Rescale the material from the line containing "For the plastic tub" through the end of the material, inclusive. Rewrite every line in that span and leave its wording unchanged, but multiply each point coordinate by 0.9 and round to a whole number, with halves rounded up.

------------------------------------

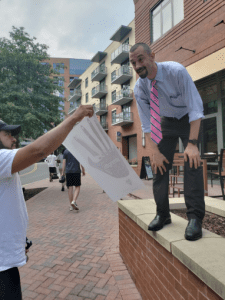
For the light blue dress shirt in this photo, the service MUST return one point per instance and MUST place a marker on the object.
(177, 94)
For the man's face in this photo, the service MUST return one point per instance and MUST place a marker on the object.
(143, 63)
(7, 141)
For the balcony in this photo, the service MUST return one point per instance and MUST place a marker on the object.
(104, 125)
(122, 75)
(120, 54)
(76, 95)
(124, 118)
(101, 109)
(73, 108)
(99, 73)
(122, 97)
(99, 91)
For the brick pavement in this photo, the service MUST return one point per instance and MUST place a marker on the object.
(75, 255)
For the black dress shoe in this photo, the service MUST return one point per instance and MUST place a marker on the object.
(158, 223)
(193, 231)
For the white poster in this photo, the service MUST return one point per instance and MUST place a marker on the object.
(92, 147)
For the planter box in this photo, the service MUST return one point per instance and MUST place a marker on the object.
(163, 264)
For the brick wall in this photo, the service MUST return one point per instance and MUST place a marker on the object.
(196, 31)
(155, 271)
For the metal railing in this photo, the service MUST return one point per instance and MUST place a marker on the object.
(98, 89)
(100, 106)
(127, 92)
(124, 70)
(118, 51)
(75, 93)
(99, 69)
(73, 108)
(123, 116)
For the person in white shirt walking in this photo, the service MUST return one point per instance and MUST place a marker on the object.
(60, 160)
(51, 160)
(13, 212)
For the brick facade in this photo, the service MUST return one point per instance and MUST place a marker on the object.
(196, 31)
(155, 271)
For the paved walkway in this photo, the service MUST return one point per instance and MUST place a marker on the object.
(74, 255)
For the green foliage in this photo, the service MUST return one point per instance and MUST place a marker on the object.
(26, 90)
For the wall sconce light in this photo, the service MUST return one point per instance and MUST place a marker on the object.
(185, 49)
(222, 21)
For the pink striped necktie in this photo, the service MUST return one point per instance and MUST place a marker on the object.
(156, 133)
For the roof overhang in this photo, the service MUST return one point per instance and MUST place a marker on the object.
(121, 33)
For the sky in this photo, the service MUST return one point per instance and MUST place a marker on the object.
(71, 28)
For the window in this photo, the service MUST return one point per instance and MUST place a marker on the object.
(113, 76)
(113, 96)
(58, 81)
(102, 67)
(59, 68)
(164, 16)
(113, 116)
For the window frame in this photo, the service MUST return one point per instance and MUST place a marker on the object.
(160, 12)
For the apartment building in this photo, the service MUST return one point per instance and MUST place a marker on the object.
(193, 34)
(108, 85)
(73, 69)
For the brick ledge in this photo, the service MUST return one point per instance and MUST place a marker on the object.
(205, 257)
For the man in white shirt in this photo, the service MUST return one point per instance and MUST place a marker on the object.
(13, 213)
(51, 160)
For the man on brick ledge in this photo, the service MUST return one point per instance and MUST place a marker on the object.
(170, 107)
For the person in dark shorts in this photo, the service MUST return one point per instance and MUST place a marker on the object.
(72, 169)
(51, 160)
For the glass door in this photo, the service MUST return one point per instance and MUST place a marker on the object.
(208, 135)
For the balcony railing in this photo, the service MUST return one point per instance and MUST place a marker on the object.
(99, 91)
(99, 73)
(101, 109)
(122, 119)
(122, 97)
(122, 75)
(76, 95)
(73, 108)
(120, 54)
(104, 125)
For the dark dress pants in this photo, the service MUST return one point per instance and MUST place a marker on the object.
(172, 129)
(10, 286)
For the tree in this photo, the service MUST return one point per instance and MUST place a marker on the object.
(27, 87)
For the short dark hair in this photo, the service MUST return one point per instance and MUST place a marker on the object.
(145, 47)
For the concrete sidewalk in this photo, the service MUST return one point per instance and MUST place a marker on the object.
(75, 255)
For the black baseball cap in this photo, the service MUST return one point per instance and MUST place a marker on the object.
(14, 129)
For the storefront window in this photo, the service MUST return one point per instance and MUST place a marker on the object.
(209, 135)
(209, 97)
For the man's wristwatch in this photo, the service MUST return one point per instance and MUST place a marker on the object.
(194, 142)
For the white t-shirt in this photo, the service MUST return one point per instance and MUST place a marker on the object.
(13, 214)
(51, 160)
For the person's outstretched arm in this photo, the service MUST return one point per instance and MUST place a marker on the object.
(50, 141)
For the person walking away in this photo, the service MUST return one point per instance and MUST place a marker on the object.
(13, 212)
(51, 160)
(60, 158)
(170, 107)
(72, 169)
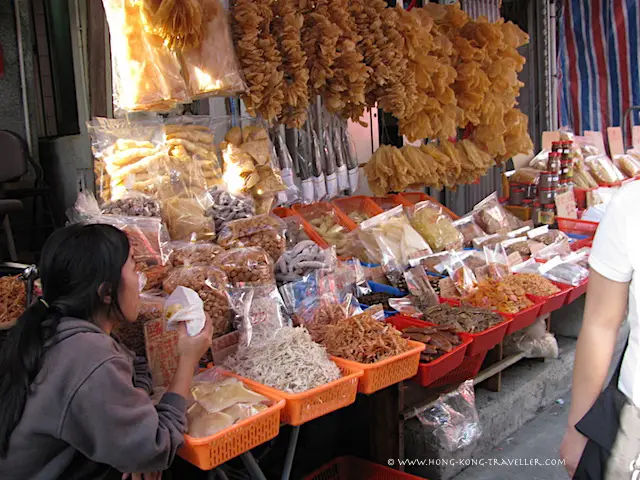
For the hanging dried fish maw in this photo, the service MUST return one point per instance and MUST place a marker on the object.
(146, 73)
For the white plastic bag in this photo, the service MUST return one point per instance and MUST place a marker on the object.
(185, 305)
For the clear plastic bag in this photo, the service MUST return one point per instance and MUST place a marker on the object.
(469, 229)
(397, 240)
(186, 254)
(453, 420)
(304, 258)
(250, 266)
(212, 67)
(146, 73)
(226, 206)
(492, 217)
(129, 156)
(259, 313)
(210, 283)
(435, 226)
(263, 231)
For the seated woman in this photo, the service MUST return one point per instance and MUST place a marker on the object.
(73, 402)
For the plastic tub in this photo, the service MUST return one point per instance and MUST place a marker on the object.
(389, 371)
(417, 197)
(469, 368)
(353, 468)
(577, 292)
(430, 372)
(209, 452)
(303, 407)
(359, 204)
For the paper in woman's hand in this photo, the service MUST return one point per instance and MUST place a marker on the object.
(185, 305)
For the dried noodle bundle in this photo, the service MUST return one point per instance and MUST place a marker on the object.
(287, 27)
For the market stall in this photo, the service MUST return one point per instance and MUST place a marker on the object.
(323, 299)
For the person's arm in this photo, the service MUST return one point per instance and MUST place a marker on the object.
(604, 313)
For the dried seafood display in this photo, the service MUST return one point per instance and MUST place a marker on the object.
(533, 284)
(438, 340)
(463, 318)
(289, 361)
(498, 296)
(363, 339)
(13, 300)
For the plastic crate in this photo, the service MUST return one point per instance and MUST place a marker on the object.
(417, 197)
(209, 452)
(579, 227)
(353, 468)
(524, 318)
(553, 302)
(386, 372)
(577, 292)
(284, 212)
(486, 340)
(359, 204)
(303, 407)
(428, 373)
(390, 201)
(469, 368)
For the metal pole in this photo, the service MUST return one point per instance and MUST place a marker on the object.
(291, 452)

------------------------------------

**SOLUTION**
For the plastic tub in this photo, the service MUST return one point per instance and MUST place a marker on the object.
(350, 334)
(375, 177)
(422, 331)
(318, 421)
(519, 263)
(387, 335)
(188, 407)
(273, 366)
(323, 184)
For the paper in woman's hand in this photo, the service MUST return one point per instance and MUST place a marker on the object.
(167, 275)
For the dried noodle bundle in this photo, the service MUST return one point per instance and MUST place a marker on the object.
(258, 24)
For the market stall in this photo, the service MUST return one point per instance and MUST place a marker on the object.
(291, 269)
For the person's arm in this photo, the service MUST return one point per instance and MUST place a marker on the object.
(544, 282)
For the dried seafood display in this photo, the service MUST return one point per instance and MUST place a marker on the object.
(480, 256)
(394, 306)
(417, 286)
(260, 325)
(448, 266)
(327, 305)
(12, 270)
For the plastic crate in this photo, the service MUST return one point per instance and MUST place a marker on the object.
(375, 177)
(188, 407)
(521, 204)
(318, 421)
(472, 286)
(498, 272)
(347, 335)
(519, 263)
(256, 191)
(437, 306)
(323, 184)
(273, 366)
(385, 336)
(351, 181)
(422, 331)
For the metal pole in this photo, the service MUST return one point per instance and MUST place a marker on the object.
(262, 407)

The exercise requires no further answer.